What you return must match the entries exactly, except that the pictures are gone.

> **DATA EXTRACTS**:
────────────────────────────────────────
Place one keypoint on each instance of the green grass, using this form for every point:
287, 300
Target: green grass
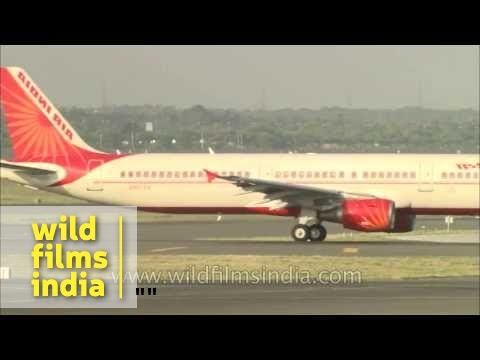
370, 268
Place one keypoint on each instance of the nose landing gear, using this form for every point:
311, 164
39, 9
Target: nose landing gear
313, 233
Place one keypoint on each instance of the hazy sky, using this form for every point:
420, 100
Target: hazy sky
253, 76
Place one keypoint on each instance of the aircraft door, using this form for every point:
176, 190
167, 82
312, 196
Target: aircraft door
425, 177
94, 175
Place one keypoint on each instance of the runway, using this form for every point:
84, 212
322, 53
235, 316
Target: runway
238, 238
427, 296
448, 296
456, 295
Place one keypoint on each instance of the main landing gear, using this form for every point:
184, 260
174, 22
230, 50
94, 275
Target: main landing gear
313, 233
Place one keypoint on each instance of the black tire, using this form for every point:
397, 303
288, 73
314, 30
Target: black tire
301, 233
318, 233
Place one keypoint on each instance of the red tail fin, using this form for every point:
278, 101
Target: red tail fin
37, 129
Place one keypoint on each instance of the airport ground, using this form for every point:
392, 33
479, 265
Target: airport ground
430, 271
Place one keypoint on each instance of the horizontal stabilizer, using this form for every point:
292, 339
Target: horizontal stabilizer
29, 170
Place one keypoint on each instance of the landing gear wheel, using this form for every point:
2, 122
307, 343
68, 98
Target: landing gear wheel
301, 233
318, 232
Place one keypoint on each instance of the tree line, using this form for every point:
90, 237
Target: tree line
169, 129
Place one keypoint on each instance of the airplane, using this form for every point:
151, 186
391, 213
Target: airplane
363, 192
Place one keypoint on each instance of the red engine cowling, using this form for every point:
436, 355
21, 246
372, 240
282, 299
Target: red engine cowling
368, 215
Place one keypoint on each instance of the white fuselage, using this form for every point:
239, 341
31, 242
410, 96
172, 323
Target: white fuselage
178, 183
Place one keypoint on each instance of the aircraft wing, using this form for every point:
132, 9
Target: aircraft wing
291, 194
27, 170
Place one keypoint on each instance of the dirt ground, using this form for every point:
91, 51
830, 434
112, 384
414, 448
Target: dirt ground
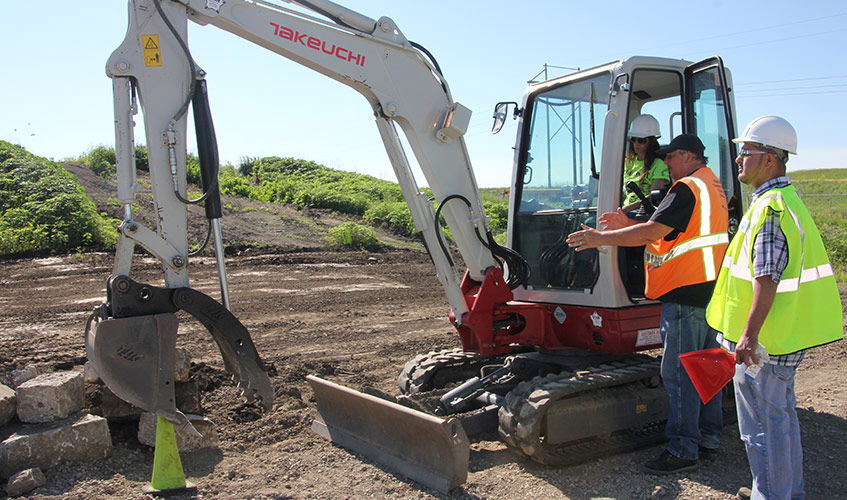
354, 318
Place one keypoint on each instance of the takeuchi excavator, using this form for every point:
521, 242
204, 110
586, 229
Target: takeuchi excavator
552, 341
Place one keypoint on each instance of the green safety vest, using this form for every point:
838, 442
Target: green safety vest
807, 308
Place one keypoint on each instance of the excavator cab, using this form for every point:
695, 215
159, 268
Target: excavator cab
572, 143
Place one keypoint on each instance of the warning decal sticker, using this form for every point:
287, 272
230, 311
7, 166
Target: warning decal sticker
152, 50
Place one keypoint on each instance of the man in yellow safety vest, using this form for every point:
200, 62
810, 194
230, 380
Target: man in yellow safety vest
775, 297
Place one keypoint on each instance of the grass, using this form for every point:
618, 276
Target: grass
825, 193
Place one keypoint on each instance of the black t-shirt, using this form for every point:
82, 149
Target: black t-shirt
675, 211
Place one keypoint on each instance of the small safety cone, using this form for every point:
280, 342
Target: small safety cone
168, 476
709, 370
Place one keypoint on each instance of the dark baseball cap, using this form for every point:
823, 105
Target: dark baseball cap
685, 142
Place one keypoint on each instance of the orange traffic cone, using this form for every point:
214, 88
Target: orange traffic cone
709, 370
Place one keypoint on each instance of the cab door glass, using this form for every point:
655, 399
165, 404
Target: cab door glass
557, 165
556, 186
708, 118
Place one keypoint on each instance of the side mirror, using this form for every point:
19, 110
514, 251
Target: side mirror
501, 111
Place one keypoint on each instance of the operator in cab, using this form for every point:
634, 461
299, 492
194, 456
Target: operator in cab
641, 164
685, 238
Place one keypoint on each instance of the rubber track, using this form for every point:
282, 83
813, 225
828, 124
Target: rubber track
522, 416
419, 371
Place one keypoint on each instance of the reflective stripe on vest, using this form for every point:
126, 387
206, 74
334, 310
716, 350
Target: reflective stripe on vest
707, 242
806, 310
786, 285
704, 242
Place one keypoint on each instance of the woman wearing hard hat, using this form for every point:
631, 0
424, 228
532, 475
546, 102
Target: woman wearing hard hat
641, 164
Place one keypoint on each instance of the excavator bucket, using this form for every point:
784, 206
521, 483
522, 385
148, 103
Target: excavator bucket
430, 450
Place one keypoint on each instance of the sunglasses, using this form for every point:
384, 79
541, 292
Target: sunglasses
749, 152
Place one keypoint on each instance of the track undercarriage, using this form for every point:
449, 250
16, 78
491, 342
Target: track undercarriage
557, 408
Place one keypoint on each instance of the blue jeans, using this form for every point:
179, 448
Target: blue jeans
691, 424
767, 421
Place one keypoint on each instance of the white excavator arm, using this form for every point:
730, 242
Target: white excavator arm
402, 85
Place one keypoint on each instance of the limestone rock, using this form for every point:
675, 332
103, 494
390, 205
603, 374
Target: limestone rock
50, 397
83, 438
25, 481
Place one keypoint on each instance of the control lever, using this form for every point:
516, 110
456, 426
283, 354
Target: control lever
646, 203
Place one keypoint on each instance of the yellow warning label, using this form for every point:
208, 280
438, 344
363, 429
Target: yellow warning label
152, 51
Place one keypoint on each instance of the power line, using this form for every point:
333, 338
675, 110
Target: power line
780, 39
764, 28
790, 94
816, 87
793, 80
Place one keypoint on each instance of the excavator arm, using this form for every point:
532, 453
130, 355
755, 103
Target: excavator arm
134, 332
404, 88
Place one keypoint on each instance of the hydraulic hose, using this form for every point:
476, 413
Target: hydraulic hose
518, 268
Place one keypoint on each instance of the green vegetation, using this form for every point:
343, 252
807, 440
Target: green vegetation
307, 184
825, 193
44, 209
354, 235
101, 160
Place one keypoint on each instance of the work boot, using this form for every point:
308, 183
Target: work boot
668, 463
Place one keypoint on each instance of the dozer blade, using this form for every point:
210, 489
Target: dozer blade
428, 449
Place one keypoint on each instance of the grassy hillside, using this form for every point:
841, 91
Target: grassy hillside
44, 209
825, 193
305, 183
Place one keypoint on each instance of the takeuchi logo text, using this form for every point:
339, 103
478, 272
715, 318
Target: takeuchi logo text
318, 44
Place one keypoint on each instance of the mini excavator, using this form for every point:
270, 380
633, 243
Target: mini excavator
553, 342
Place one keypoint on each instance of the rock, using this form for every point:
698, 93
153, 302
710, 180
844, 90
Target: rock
83, 438
51, 396
25, 481
90, 373
186, 442
8, 401
29, 372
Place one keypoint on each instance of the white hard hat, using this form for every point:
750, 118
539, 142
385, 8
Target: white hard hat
644, 126
770, 131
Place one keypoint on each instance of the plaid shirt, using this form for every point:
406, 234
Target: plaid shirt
770, 257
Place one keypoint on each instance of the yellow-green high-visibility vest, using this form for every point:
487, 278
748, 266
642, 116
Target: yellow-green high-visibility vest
807, 308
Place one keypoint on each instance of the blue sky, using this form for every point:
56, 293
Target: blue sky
787, 58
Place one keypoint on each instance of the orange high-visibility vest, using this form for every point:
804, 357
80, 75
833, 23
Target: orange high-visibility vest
695, 255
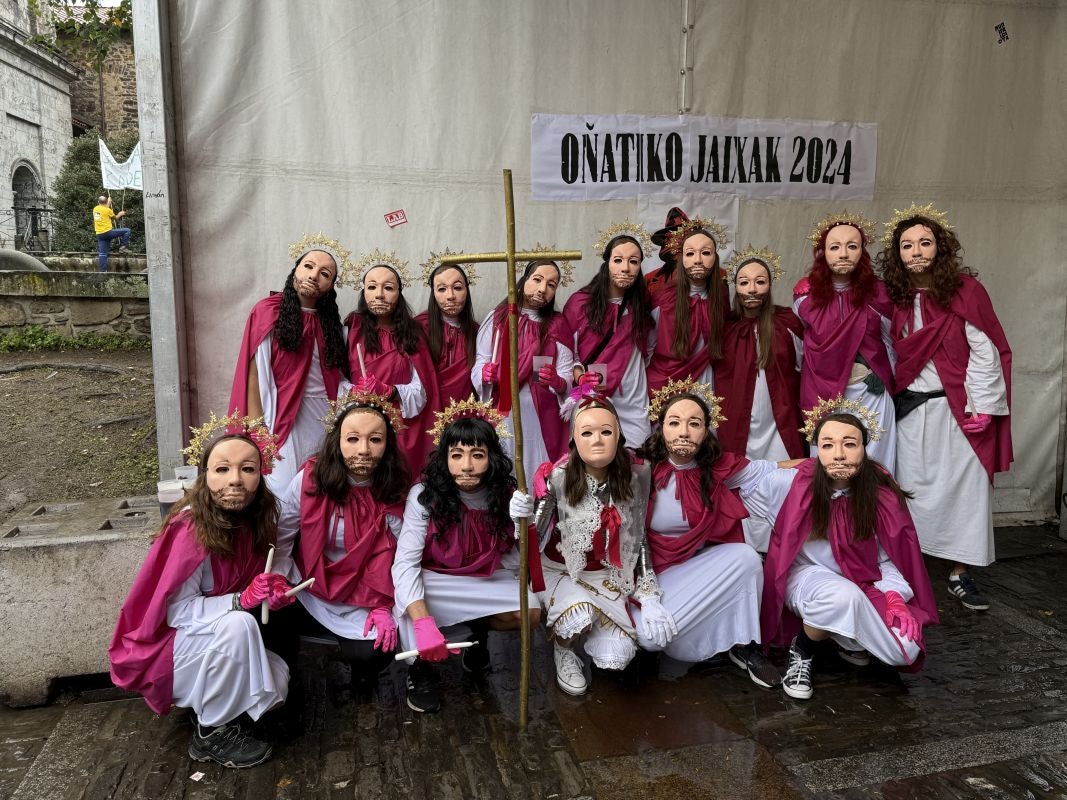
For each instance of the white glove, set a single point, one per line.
────────────────────────────────────────
> **PROBLEM SOLUTION**:
Place one keypoint on each instance of the green grass, using this form for every point:
287, 300
Target: green grass
370, 268
Place one keypoint on each instance of the nose landing gear, using this form for every point:
311, 164
39, 9
Target: nose landing gear
313, 233
Place one keypoint on each instance of the hazy sky, using this form for every point:
420, 100
Target: hazy sky
253, 76
Place one keypoint on each instance of the aircraft door, using this form for every point:
176, 190
167, 82
312, 196
Target: aircraft door
425, 177
94, 175
Place one keypoint on each instance of the runway, using this form for every point:
84, 212
322, 53
235, 316
Target: runway
238, 238
427, 296
448, 296
456, 295
Place one keypoint on each instance of the main landing gear, using this form for every point:
184, 260
174, 22
230, 50
94, 275
Target: main landing gear
313, 233
Place one keypoint on each instance of the black tire, using this form for every point:
397, 303
288, 73
314, 30
Target: black tire
301, 233
318, 233
Place one keypoint on each instance of the red tail fin, using this form for every point:
278, 101
Target: red tail fin
37, 129
Place one keypoint on each instance of the airport ground, using this form for every point:
392, 33
479, 265
Target: airport ground
430, 271
Place one keypoint on each instance of the horizontal stabilizer, using this form for every point:
292, 339
Target: horizontal stabilizer
29, 170
Place one keypoint on each instance of the landing gear wheel, using this form for every point:
2, 122
307, 343
68, 98
Target: landing gear wheel
301, 233
318, 232
Place one keypoint on each instance of the tree line, using this form for every point:
90, 237
Target: tree line
169, 129
Place one keypoint on each instance of the airplane, using this form for every point:
151, 186
391, 213
Target: airplane
363, 192
Place one keypoint on each instance of the red engine cowling, using this form for every point:
436, 355
21, 246
372, 240
282, 299
Target: red engine cowling
368, 215
Place one keypoint on each instance of the white fuselage, using this form for every point:
239, 341
31, 242
410, 96
172, 323
Target: white fuselage
178, 183
Place one keypoint on each instance of the aircraft wing, using this form for every point:
132, 9
Target: aircraft wing
291, 194
27, 170
Place one keypoint on each instance of the dirt ground, using this form for every point:
91, 51
830, 434
112, 384
414, 448
Target: dirt ground
354, 318
Place one keypoint on each instance of the takeuchi excavator, using this form for every point:
521, 242
204, 110
586, 229
Target: takeuchi excavator
552, 341
Place one keypoint on each instance of the green safety vest, using this form for every point:
838, 442
Target: green safety vest
807, 308
Place one keypoint on each instance of the excavator cab, using this form for every point:
695, 215
159, 268
Target: excavator cab
572, 143
Place one keypoint on each instance of the warning decal sticker, using this form for every point:
287, 272
230, 311
7, 166
Target: warning decal sticker
152, 50
Place one keypoint on each instance of the man in yellow safety vest, using this form for every point:
200, 62
810, 194
230, 380
Target: man in yellow safety vest
775, 297
Place one keypoint on each instance of the grass, using this form for every point:
618, 276
Target: grass
825, 193
Place one keypoint on each instance of the black t-shirt, using this form for every point:
82, 149
Target: black t-shirt
675, 211
Place one keypoint on each instance of the small safety cone, using this form for every point:
280, 342
Target: small safety cone
168, 476
709, 370
Place one keypoint on each instance of the dark baseball cap, using this form for every point:
823, 105
Target: dark baseball cap
685, 142
Place one keypoint on each instance of the orange traffic cone, using this form for every point:
214, 88
Target: orange traffic cone
709, 370
Place one keypoint on each instance of the cab door glass, using this form for every point:
655, 399
165, 404
Target: cab door glass
557, 165
556, 186
708, 118
Place one keypoint on each instance of the side mirror, using this form for every point:
19, 110
514, 251
Target: side mirror
501, 111
Place one keypoint on each instance of the operator in cab, using this form for every point:
634, 461
299, 492
194, 456
Target: operator in cab
641, 164
685, 238
Place one keypoint on each instance of the rubber track, using this form for every point:
282, 83
813, 225
828, 124
Target: rubber track
522, 416
419, 371
Place one keypoint on each instance of the reflective stripe on vest, using this form for every point:
126, 387
206, 74
334, 310
716, 350
Target: reflective stripe on vest
707, 242
806, 310
786, 285
704, 242
Place one keypoint on each instance of the woman wearing hard hat, using this form for every point:
631, 0
424, 228
532, 475
546, 102
Target: woman wearing hard hat
641, 164
Place one keypoint on each instance of the excavator bucket, using this form for every point:
784, 206
521, 483
522, 385
148, 103
Target: excavator bucket
430, 450
Place one keypoint on each instance of the sunglasses, using this form for every point:
384, 79
541, 292
Target: sunglasses
749, 152
Place one keypoint on each instance of the track undercarriage, using this form for every point:
449, 250
16, 78
491, 342
Target: track undercarriage
557, 408
Place one keypoint on each instance of the blue jeans, using this form for every point:
179, 448
Target: blue jeans
691, 424
767, 421
Place one keypoint on each instance of the white excavator arm, using this form for every point:
730, 242
Target: white excavator arm
402, 85
Place one keypoint on each instance of the limestone rock, using this form for every point:
675, 332
103, 494
390, 205
603, 374
Target: limestone rock
50, 397
83, 438
25, 481
Place one keypoint on each instance of the control lever, using this form for every point:
516, 110
456, 426
283, 354
Target: control lever
646, 203
Place one keypoint on each instance of the yellow warning label, using this form for every point:
208, 280
438, 344
363, 429
Target: yellow warning label
152, 51
Place one keypoint on each instance of the power line, using this form for every point:
333, 338
675, 110
Target: power line
780, 39
764, 28
790, 94
816, 87
793, 80
Place one keypoint on each instance of the excavator arm, using this form for every point:
532, 453
130, 355
755, 103
Target: excavator arm
134, 332
404, 88
Place one keypoint on each instance of the hydraulic hose, using this form for every point:
476, 413
Target: hydraulic hose
518, 268
Place one keypoint on each instance of the green vegetation, using this form for every point:
343, 252
807, 440
Target: green vegetation
307, 184
825, 193
44, 209
354, 235
101, 160
Place one keypoint on each instance of the work boot, using this form for every point:
308, 183
Target: work boot
668, 463
Place one keypoint on each instance of the dozer blade, using this form for every point:
210, 489
Target: dozer blade
428, 449
Place one keypoint on each instance of the grassy hillside, using this form for every point:
841, 91
Target: grassy hillside
44, 209
825, 193
305, 183
Place one keypoint on each instance of the takeuchi logo text, using this form for every point:
339, 103
478, 272
715, 318
Target: takeuchi logo text
318, 44
Place one keypoint on each instance of the mini excavator, using this form for every point:
270, 380
633, 243
Target: mini excavator
553, 342
Place one keypoint on each instance of the rock, using this form for every point:
698, 93
153, 302
710, 180
844, 90
Target: rock
83, 438
51, 396
25, 481
90, 373
186, 442
8, 401
29, 372
Place one keypoint on each instance of the white hard hat, using this form for every point:
750, 118
539, 142
385, 8
Target: white hard hat
644, 126
770, 131
Place one keypoint on each instance of the plaid shirt, using this form for every point:
406, 234
Target: plaid shirt
770, 257
Place one keypoint on each instance of the yellow-green high-visibility vest, using this form for every point:
487, 278
748, 266
642, 116
Target: yellow-green high-visibility vest
807, 308
Place one keypoint on each instance of the blue sky, using this form for every point:
56, 293
Target: blue sky
787, 58
Place one keypoint on each instance of the orange high-visibility vest, using this form for every point:
804, 357
80, 75
833, 23
Target: orange high-visibility vest
695, 255
For each instance of the white glove, set a single point, one per line.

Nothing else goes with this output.